Material supplied.

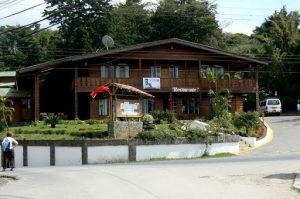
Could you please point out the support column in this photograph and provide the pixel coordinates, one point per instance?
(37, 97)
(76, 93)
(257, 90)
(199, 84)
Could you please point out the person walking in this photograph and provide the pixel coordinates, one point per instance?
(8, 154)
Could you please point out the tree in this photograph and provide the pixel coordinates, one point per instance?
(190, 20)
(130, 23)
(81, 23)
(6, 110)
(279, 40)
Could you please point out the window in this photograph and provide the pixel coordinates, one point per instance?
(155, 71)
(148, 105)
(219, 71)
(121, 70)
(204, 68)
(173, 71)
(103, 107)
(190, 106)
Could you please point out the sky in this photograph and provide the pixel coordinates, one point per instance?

...

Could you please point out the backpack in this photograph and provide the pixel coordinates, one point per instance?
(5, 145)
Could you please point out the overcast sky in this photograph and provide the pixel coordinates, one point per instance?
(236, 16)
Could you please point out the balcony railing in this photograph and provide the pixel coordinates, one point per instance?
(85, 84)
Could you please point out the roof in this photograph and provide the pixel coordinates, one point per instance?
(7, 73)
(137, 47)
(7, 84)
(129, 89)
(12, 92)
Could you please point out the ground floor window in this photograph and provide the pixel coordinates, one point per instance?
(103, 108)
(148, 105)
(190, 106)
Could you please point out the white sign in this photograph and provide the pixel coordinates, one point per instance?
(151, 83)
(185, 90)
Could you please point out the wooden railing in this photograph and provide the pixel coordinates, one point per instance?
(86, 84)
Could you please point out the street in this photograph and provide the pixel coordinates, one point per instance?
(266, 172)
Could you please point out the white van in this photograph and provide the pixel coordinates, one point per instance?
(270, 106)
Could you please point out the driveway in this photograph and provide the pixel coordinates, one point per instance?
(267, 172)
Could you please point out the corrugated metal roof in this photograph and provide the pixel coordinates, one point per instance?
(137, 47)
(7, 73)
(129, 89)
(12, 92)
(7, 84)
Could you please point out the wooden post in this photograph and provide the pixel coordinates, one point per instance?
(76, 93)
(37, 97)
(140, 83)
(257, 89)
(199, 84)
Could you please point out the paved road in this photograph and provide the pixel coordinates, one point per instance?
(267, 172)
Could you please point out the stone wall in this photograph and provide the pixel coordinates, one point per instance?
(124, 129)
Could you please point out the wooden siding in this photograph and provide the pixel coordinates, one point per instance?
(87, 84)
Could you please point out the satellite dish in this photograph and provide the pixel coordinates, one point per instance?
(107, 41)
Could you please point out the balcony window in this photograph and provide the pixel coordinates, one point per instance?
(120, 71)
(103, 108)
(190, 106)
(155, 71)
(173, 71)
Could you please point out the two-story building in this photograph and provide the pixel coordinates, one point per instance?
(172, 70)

Goal. Please write out again the lines from the one containing "Could you please point out the support" up to and including the one containing "Could you please point out the sky", shifting every coordinate number by -119 and leaving all other text unchanged. Give only those lines.

Final result.
Could you please point out the support column in this photograph and provide the pixel coordinates, one point per instance?
(-82, -22)
(-43, -26)
(138, -29)
(80, -35)
Could you please point out the person walking in this photograph and provide the pixel coordinates, one point per instance?
(-111, 35)
Could you please point out the tree in this photograph and provide the pixel coordinates, one point per instance?
(71, -99)
(11, -96)
(-38, -96)
(-113, -9)
(160, -79)
Could you please point out the window in this photograph and provide the pixel coordinates, one point per instance?
(36, -48)
(29, -14)
(100, -48)
(2, -49)
(85, -51)
(54, -48)
(-16, -12)
(71, -13)
Could you please point out the sky in this photograph and provide the pixel coordinates, one point per instance?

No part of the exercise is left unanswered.